Disembodied voices, footsteps, unexplained noises… Louisiana is no stranger to haunted houses and ghost stories. From 200-year-old plantation houses to unexplored swamps, we’ve compiled a list of the top 11 reasons why Louisiana is the spookiest state.
We’re aware that these uncertain times are limiting many aspects of life as we all practice social and physical distancing. While we’re continuing to feature destinations that make our state wonderful, we don’t expect or encourage you to go check them out immediately. We believe that supporting local attractions is important now more than ever and we hope our articles inspire your future adventures! And on that note, please nominate your favorite local business that could use some love right now:
1. LaLaurie Mansion (New Orleans)
Madame LaLaurie was a wealthy New Orleans socialite with a dark past. After a fire broke out in her home in 1834, it was discovered that LaLaurie had been torturing slaves. The mansion still stands today and is reportedly haunted by the mistreated slaves who had to endure her tortures. The property has gone through many homeowners, all claiming to have had supernatural experiences while in the house. Located at 1140 Royal Street in New Orleans.
2. Myrtles Plantation (St. Francisville)
+++
▸ **What this exercise asks**
(A) In the article on Louisiana's spooky places, what year did a fire break out in Madame LaLaurie's home?
(B) The opening sentence of the article on Louisiana's spooky places names several eerie phenomena. List all of them.
(C) Continue the article on Louisiana's spooky places, starting after the heading for Myrtles Plantation.

▸ **Recorded information**
+++
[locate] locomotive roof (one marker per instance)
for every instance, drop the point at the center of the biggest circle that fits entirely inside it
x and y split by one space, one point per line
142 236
+++
▸ **Answers below**
(A) 1834

(B) Disembodied voices, footsteps, unexplained noises

(C)
One of the most famously haunted plantations in the country, The Myrtles Plantation is rumored to be haunted by several spirits. The most famous spirit is Chloe, a former slave at the plantation who had her ear cut off when she was caught eavesdropping. In retaliation, she baked a poisonous cake for her owners, primarily targeting the head of the household, Clark Woodruff. Her plan backfired and his wife and daughters ate the cake and died from the poison. Chloe was hanged by the other slaves in an effort to escape punishment by Clark. People say that Chloe still haunts the plantation today. Take a tour and see for yourself, the plantation is located at 7747 U.S. 61 in St. Francisville
3. Oak Alley Plantation
Built in 1837, this Greek Revival style plantation was built to be a sugar plantation. Staff have reported hearing footsteps, lights turning on in rooms with no one in them, and even seeing full-body apparitions. Located at 3645 Highway 18 in Vacherie.
4. St. Louis Cemetery No. 1 (New Orleans)
Opened in 1789, St. Louis Cemetery No. 1 is the oldest cemetery in New Orleans. This cemetery is the final resting place of thousands of people, but one in particular is said to still haunt the grounds - Voodoo priestess Marie Laveau. Visitors frequently leave offerings at her crypt hoping to have their wishes granted. Location: 425 Basin St. in New Orleans (Visitors must be accompanied by a tour guide to view the cemetery)
5. Manchac Swamp
Julie White (some say her name was Julie Brown) was a voodoo priestess who lived in the area. Julie wasn't the friendliest of people, and would often sit on her porch glaring at passersby, telling them, "One day I'm gonna die, and I'm gonna take all of you with me." One day, a hurricane threatened the area. Julie died before the storm hit, and she was buried on the day of the storm. The hurricane put the entire community underwater and killed hundreds of people. People say that today you can still hear Julie White singing her songs in the swamp.
6. Diamond Grill (Alexandria)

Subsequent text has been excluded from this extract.